→ WHAT THIS TASK INVOLVES
Render every line of the data below as a Markdown table with two columns, Row for the line number and Line for the line itself, leaving out blank lines.
···
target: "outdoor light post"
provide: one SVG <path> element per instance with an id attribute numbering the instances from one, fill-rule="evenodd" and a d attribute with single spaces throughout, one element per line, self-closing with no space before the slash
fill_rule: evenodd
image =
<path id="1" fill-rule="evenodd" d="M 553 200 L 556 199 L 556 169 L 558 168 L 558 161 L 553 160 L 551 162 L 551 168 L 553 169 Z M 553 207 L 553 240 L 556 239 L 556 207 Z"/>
···
→ PROBLEM SOLUTION
| Row | Line |
|---|---|
| 1 | target: "outdoor light post" |
| 2 | provide: one SVG <path> element per instance with an id attribute numbering the instances from one, fill-rule="evenodd" and a d attribute with single spaces throughout, one element per line, self-closing with no space before the slash |
| 3 | fill_rule: evenodd |
| 4 | image = |
| 5 | <path id="1" fill-rule="evenodd" d="M 553 200 L 556 199 L 556 169 L 558 168 L 558 161 L 553 160 L 551 162 L 551 168 L 553 169 Z M 553 207 L 553 240 L 556 239 L 556 207 Z"/> |